→ TEXTE
━━━━━━━━━━━━━━━━

Des hommes résolus étaient demandés à cet effet de différents côtés. A Londres, il y avait eu le rêve d'une petite armée de volontaires, arrivant isolément de plusieurs provinces comme au temps de la conjuration d'Amboise, et se dispersant dans Paris, prêts à se grouper sous les officiers bretons. Une fois en France et en face de la réalité, il avait fallu renoncer à une pareille chimère, et reconnaître l'extrême difficulté de découvrir, même en très petit nombre, des cœurs sûrs, énergiques, capables de tous les sacrifices. Aucun n'était espéré de la Vendée, où Georges n'avait jamais eu d'influence. Quelques-uns étaient arrivés de la Bretagne, lassée, rebutée, stérile à son tour, ou de la haute Normandie, sur l'instigation de Raoul Gaillard, qui par son activité et sa connaissance du terrain était devenu le véritable second de Georges: ces recrues, assez peu recommandables, ne dépassaient guère le nombre de six, à la fin de l'année 1803. Il est vrai que dès le début de novembre, les recherches avaient dû être ralenties, l'arrestation de Quérelle, un des premiers débarqués, compromis par des lettres surprises, surtout la capture de De Sol, dont le visage était trop connu pour n'être pas signalé, ayant démontré la faute de réunir à l'avance des Chouans qui ne pouvaient être aperçus à Paris qu'au

péril de leur existence et du secret du complot. Un risque aussi pressant, ajouté à la rareté des hommes, avait amené Georges à peu compter désormais sur les enrôlés de l'intérieur, à faire de ses officiers exilés en Angleterre non plus seulement le noyau solide, mais l'élément presque unique de sa troupe, et à les laisser en sûreté près de Southampton jusqu'à la veille d'agir.

Si jusqu'ici il ne les avait pas appelés, c'est que contrairement à toutes ses espérances, il n'avait pas encore Monsieur auprès de lui. Son obstination à vouloir un combat n'était surpassée que par celle de faire d'un prince le chef militaire de cette lutte désespérée, puis le chef politique d'une contre-révolution royale. Obligé maintenant de s'avouer que Bonaparte était moins haï en France que les émigrés ne l'affirmaient; que l'armée, excitée par la guerre, restait obéissante; qu'à Paris, les cabales de quelques généraux, de quelques sénateurs ou tribuns disparaissaient au milieu d'une popularité plus évidente qu'ailleurs, Georges, au lieu de se décourager, s'était encore plus affermi dans la conviction qu'il fallait tout oser, mais seulement sous les yeux et par les ordres d'un Bourbon. Plus les difficultés étaient grandes, plus cette apparition du prince semblait nécessaire pour les vaincre. Devenu complètement solidaire de Monsieur, il se voyait donc dans l'obligation de l'attendre.

━━━━━━━━━━━━━━━━

→ ENREGISTREMENTS CONSERVÉS
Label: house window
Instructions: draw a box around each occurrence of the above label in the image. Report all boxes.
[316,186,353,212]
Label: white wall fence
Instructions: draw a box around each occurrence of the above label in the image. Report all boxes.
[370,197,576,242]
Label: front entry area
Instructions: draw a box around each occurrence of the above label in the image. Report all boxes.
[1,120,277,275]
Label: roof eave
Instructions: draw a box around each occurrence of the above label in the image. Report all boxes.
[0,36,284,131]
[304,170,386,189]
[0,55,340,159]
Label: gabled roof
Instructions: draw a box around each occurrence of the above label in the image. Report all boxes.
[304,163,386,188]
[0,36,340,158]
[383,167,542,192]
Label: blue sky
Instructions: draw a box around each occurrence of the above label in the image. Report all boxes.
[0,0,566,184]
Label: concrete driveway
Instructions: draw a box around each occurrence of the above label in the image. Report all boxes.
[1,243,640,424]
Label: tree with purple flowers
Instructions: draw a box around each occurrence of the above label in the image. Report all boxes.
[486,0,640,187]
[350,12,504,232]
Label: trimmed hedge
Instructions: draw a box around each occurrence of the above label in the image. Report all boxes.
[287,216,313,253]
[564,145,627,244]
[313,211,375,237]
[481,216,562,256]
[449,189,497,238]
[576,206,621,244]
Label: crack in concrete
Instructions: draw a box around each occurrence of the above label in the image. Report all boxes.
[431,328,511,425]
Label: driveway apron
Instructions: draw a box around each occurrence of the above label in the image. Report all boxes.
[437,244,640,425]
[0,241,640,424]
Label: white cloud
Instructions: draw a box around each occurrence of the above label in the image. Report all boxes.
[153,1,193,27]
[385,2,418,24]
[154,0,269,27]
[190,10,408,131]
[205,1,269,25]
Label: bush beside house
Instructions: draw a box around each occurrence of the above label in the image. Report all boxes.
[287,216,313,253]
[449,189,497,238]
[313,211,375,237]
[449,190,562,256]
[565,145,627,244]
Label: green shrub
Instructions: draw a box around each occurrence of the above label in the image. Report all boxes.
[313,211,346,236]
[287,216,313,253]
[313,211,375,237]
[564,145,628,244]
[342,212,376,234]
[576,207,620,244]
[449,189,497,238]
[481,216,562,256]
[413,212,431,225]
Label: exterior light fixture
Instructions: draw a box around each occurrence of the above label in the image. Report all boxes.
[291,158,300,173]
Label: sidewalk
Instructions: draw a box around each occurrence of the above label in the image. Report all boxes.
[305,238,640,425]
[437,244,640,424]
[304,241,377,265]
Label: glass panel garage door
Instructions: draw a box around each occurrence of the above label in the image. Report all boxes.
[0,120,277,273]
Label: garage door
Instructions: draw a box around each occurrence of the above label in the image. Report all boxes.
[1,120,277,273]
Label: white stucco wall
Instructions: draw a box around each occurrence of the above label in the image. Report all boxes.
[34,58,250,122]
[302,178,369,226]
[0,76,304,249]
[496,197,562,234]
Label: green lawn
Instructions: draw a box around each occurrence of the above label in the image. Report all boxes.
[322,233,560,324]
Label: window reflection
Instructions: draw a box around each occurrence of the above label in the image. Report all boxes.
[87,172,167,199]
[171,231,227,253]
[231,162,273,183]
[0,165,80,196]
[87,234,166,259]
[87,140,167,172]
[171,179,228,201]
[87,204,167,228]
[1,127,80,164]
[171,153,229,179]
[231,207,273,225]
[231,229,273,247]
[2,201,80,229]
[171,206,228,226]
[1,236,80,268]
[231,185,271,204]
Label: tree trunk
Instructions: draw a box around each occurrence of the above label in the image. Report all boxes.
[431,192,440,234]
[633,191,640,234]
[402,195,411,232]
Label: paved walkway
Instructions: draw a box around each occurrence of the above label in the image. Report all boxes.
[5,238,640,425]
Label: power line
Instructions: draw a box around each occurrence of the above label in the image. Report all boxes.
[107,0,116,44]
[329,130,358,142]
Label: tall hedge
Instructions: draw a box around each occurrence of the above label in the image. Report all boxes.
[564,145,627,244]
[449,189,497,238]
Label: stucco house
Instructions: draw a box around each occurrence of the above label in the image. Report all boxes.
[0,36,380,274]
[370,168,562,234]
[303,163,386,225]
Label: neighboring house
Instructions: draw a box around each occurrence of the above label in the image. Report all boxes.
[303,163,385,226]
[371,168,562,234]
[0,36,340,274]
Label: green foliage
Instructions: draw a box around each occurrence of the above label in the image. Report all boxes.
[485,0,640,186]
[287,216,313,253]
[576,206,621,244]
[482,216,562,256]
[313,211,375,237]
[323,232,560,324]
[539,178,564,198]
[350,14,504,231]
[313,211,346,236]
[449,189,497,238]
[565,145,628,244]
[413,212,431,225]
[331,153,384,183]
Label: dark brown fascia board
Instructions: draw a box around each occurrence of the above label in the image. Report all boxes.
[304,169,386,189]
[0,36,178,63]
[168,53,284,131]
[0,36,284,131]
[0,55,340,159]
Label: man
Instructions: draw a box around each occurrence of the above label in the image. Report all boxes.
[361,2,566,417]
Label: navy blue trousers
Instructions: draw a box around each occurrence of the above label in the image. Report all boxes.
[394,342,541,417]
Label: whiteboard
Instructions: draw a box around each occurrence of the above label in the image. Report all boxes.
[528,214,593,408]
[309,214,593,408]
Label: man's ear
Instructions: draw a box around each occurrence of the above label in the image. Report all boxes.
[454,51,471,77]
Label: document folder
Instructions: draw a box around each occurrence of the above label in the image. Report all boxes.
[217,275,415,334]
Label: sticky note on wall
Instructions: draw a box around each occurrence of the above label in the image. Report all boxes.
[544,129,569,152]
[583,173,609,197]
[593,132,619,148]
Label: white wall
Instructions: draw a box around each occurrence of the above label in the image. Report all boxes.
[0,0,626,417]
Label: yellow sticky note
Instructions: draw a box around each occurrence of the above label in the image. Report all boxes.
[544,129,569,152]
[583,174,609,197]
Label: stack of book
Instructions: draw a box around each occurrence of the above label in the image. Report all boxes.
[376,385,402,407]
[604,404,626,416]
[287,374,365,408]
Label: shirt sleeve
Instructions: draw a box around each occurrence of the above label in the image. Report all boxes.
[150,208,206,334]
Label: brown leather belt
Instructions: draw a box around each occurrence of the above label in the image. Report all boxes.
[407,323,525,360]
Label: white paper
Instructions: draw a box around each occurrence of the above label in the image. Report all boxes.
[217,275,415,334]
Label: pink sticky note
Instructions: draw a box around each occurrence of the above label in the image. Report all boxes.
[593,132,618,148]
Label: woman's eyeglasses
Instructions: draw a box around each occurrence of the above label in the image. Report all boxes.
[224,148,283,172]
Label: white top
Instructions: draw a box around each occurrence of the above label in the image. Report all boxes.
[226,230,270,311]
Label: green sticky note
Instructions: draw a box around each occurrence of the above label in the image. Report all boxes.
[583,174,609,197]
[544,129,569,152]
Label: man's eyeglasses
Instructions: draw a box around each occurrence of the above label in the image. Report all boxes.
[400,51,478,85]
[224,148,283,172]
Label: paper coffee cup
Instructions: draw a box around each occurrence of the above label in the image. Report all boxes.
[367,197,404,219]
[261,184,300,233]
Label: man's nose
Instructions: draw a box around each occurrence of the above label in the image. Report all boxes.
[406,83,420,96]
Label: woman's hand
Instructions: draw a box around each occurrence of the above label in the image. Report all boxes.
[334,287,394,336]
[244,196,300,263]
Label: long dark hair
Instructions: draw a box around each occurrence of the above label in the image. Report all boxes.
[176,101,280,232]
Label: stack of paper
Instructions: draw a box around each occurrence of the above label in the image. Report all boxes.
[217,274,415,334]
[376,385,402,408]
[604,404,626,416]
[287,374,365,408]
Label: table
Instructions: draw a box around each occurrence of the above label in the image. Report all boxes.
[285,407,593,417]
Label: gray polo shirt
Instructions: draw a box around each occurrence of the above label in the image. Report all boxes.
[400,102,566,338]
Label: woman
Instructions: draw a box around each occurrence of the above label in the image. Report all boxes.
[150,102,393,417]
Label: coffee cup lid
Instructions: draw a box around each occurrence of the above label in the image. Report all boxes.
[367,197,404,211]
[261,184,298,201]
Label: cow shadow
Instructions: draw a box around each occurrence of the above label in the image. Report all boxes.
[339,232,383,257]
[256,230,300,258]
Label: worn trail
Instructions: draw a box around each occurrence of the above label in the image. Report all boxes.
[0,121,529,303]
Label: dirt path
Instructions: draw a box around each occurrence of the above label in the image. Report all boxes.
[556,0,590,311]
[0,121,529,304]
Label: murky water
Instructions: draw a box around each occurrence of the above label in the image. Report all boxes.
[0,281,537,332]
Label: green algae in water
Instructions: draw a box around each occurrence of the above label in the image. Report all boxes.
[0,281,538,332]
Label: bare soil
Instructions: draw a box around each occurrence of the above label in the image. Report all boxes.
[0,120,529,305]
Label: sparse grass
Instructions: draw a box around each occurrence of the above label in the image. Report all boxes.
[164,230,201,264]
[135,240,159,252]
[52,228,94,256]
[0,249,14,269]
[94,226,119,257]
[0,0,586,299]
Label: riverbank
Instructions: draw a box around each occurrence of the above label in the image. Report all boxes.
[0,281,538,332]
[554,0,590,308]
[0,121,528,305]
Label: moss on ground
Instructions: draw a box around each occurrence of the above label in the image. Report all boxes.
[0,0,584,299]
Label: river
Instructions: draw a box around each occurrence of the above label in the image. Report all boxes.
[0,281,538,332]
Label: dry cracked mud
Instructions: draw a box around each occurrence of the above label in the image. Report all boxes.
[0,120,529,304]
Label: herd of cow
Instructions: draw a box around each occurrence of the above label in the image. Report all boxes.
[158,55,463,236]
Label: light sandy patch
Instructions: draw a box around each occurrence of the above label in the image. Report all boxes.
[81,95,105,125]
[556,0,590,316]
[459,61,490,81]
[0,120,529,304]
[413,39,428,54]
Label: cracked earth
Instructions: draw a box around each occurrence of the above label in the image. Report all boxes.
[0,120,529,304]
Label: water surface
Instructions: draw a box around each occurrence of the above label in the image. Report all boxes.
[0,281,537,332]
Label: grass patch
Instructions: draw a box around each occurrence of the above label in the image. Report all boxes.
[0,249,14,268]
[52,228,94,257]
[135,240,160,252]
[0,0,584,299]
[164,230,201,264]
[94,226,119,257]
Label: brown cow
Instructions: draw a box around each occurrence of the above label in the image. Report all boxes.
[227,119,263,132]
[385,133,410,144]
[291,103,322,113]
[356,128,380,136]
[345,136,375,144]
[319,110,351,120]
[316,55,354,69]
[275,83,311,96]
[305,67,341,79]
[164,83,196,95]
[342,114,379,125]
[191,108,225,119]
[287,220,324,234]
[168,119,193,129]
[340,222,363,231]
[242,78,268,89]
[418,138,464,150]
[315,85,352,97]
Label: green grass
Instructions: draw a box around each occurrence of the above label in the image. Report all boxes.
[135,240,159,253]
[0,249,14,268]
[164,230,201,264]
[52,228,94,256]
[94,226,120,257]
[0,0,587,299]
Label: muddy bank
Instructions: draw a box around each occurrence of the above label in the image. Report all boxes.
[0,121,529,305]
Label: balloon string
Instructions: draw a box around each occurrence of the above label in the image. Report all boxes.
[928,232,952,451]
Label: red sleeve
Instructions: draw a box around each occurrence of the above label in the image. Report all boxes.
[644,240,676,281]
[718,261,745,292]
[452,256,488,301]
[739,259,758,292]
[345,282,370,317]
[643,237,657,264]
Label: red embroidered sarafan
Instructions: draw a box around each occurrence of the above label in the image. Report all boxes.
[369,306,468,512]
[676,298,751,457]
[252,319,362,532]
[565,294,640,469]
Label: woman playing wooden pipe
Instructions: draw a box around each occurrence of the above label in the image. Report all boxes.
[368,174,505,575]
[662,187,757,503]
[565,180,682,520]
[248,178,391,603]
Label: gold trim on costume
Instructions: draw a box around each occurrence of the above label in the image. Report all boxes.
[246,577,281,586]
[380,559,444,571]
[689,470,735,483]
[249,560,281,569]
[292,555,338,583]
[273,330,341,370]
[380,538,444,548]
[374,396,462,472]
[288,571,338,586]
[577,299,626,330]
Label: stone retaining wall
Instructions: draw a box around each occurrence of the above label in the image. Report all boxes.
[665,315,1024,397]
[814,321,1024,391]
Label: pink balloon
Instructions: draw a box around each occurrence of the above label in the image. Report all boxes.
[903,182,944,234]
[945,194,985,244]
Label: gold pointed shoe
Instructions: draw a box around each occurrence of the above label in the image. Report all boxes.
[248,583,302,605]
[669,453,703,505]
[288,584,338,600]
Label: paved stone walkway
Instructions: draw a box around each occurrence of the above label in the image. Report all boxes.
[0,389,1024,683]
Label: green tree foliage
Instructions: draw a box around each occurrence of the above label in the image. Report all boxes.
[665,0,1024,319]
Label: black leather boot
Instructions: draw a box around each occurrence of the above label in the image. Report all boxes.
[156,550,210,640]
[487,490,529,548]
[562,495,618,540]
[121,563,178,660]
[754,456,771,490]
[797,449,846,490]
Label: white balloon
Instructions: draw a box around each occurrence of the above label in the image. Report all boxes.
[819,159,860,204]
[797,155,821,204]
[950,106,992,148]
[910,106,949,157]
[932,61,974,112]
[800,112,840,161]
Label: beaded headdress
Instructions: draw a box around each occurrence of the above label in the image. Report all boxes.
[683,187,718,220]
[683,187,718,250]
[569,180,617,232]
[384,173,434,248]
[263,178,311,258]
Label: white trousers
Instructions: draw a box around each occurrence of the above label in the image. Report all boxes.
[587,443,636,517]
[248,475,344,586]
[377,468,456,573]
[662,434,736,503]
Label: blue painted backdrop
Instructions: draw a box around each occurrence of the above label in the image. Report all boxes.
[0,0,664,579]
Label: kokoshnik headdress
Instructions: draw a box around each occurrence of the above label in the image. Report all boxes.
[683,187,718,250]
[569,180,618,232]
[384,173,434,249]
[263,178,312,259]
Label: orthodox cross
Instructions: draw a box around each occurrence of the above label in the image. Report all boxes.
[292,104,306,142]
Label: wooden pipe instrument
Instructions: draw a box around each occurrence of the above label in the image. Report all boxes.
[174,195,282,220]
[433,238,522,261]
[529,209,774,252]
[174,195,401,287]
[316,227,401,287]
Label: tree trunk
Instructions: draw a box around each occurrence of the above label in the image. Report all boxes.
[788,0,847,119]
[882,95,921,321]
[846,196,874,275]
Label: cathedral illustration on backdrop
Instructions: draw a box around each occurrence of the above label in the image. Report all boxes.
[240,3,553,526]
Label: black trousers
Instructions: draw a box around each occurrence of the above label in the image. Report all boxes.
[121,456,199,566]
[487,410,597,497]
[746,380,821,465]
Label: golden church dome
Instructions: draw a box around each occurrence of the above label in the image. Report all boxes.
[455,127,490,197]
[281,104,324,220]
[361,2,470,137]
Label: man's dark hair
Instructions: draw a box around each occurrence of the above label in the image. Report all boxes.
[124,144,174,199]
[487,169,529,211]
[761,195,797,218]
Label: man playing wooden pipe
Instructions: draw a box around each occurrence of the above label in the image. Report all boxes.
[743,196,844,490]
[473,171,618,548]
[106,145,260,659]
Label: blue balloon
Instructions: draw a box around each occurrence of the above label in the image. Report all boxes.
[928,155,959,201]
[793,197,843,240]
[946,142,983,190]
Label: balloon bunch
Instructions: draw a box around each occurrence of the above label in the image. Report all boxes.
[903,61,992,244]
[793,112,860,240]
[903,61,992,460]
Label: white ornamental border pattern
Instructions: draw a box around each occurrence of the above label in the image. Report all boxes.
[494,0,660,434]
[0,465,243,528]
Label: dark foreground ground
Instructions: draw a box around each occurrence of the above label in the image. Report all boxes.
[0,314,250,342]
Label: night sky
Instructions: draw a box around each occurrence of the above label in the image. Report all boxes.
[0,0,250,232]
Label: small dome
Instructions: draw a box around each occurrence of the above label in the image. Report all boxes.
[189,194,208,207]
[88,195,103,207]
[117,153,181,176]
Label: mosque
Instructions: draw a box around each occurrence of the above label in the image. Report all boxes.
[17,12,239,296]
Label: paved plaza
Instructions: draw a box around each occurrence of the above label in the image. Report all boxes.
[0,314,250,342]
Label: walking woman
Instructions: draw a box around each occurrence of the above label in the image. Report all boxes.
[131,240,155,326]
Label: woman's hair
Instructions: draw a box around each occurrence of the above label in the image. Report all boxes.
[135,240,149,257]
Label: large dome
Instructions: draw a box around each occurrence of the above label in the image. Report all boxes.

━━━━━━━━━━━━━━━━

→ CONSIGNE
Reprenez, s'il vous plaît, tout ce qui va de « péril de leur » jusqu'à « la veille d'agir. » dans le texte sur le complot de Georges, en remplaçant « Southampton » par « Portsmouth ».

→ RÉPONSE
péril de leur existence et du secret du complot. Un risque aussi pressant, ajouté à la rareté des hommes, avait amené Georges à peu compter désormais sur les enrôlés de l'intérieur, à faire de ses officiers exilés en Angleterre non plus seulement le noyau solide, mais l'élément presque unique de sa troupe, et à les laisser en sûreté près de Portsmouth jusqu'à la veille d'agir.